◆ Task requirements:
**A)** Reproduce the passage from the running records glossary entry, starting at "What are running" and ending at "of the errors.".
**B)** Carry the glossary entry on running records forward from where it stops.

◆ Selected passage:
============================================================

Storytime AI home

Literacy Glossary

What are running records? The reading assessment being phased out

A definition you can quote

A running record is a one-on-one oral reading assessment in which a teacher listens to a student read a leveled text aloud and codes every word read — correct reads, substitutions, omissions, insertions, repetitions, and self-corrections — using a standardized notation. The teacher then computes an accuracy rate, a self-correction ratio, and an MSV (Meaning/Syntax/Visual) breakdown of the errors.

Developed by New Zealand literacy researcher Marie Clay in the 1960s, the running record became the central diagnostic instrument of Reading Recovery and a near-universal practice in balanced-literacy and Fountas & Pinnell Guided Reading classrooms. It is now being actively phased out in Science-of-Reading-aligned districts because the MSV framework it depends on conflicts with cognitive-science findings about how skilled reading works.

How a running record is taken

The procedure is consistent across implementations:

  1. The teacher selects a passage at the student’s expected instructional level (often a Fountas & Pinnell or Reading Recovery leveled text).

============================================================

◆ Provided data:
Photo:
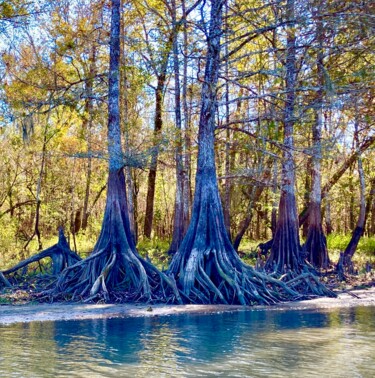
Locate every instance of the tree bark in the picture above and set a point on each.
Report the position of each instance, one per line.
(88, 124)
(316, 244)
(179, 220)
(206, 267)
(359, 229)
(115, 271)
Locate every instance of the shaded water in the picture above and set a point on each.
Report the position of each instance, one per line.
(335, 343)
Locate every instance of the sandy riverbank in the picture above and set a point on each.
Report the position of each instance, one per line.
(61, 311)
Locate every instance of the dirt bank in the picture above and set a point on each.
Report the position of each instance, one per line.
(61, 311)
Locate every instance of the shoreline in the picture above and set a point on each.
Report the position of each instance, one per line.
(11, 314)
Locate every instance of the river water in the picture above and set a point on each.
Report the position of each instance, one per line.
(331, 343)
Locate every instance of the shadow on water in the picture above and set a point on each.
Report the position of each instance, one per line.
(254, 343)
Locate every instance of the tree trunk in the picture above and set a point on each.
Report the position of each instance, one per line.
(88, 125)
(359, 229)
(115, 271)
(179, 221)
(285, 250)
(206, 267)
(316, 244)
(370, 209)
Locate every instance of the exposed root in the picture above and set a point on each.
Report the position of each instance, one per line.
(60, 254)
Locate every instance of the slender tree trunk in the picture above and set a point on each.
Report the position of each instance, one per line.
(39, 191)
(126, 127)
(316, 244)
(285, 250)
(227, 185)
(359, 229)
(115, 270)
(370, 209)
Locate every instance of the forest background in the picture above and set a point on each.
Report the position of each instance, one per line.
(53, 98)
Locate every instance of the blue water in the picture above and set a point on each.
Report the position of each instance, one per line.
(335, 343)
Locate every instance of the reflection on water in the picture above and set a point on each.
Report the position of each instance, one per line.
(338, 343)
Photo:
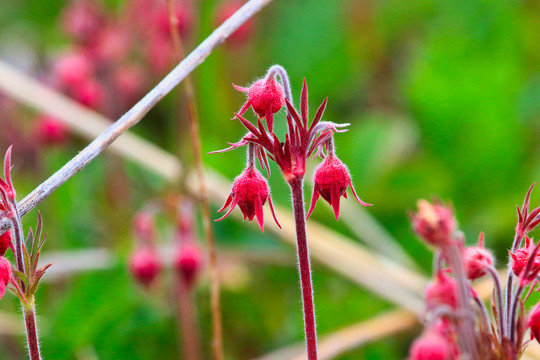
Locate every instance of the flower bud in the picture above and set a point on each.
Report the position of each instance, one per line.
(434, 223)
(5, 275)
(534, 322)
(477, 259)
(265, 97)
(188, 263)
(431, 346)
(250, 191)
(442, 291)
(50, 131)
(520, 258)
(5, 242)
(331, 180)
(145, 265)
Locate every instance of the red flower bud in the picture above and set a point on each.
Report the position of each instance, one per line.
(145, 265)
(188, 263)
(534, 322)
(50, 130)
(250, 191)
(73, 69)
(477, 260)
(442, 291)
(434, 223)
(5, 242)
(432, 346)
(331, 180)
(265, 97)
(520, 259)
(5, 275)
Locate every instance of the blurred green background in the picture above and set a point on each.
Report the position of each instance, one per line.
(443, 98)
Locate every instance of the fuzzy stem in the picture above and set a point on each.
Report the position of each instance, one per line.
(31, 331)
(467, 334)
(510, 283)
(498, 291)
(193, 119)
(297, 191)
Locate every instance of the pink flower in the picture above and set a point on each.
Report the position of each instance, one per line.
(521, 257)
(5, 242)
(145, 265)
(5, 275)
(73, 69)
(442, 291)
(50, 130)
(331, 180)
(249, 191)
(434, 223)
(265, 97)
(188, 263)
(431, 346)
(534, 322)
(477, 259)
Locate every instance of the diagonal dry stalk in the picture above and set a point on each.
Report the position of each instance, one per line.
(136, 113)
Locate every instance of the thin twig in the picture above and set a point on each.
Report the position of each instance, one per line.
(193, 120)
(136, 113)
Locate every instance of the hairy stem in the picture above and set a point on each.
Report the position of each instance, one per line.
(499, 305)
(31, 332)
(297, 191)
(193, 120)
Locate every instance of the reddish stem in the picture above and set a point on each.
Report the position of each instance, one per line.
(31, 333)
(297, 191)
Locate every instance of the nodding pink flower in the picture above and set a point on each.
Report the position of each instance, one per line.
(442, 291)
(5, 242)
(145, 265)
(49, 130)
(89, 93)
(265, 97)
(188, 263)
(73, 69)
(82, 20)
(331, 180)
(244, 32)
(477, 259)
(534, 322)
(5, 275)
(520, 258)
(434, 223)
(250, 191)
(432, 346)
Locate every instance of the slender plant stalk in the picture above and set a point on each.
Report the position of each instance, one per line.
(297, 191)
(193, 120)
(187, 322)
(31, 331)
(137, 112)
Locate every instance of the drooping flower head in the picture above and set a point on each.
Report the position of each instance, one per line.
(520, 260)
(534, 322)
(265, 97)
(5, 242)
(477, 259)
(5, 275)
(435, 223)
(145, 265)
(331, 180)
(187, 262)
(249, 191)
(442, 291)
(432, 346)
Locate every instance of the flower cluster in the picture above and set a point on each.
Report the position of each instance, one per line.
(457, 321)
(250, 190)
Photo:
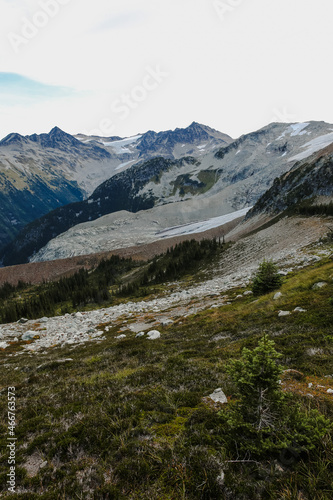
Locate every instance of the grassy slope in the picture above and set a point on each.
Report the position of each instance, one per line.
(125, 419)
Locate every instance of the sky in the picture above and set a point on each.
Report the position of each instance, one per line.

============================================================

◆ Task-by-task answers:
**A)**
What are running records? The reading assessment being phased out

A definition you can quote

A running record is a one-on-one oral reading assessment in which a teacher listens to a student read a leveled text aloud and codes every word read — correct reads, substitutions, omissions, insertions, repetitions, and self-corrections — using a standardized notation. The teacher then computes an accuracy rate, a self-correction ratio, and an MSV (Meaning/Syntax/Visual) breakdown of the errors.

**B)**
  2. The student reads the passage aloud while the teacher sits beside them with a copy of the text.
  3. The teacher codes each word in real time using standard marks:
    • Check mark above a word = read correctly.
    • Word written above the text = substitution (what the student said).
    • A line through the word = omission.
    • Caret with an inserted word = insertion.
    • “SC” = self-correction (student noticed the error and fixed it).
    • “R” = repetition (re-reading the same word or phrase).
  4. After the reading, the teacher counts errors and calculates:
    • Accuracy rate = (words read correctly / total words) × 100.
    • Self-correction ratio = (errors + self-corrections) / self-corrections.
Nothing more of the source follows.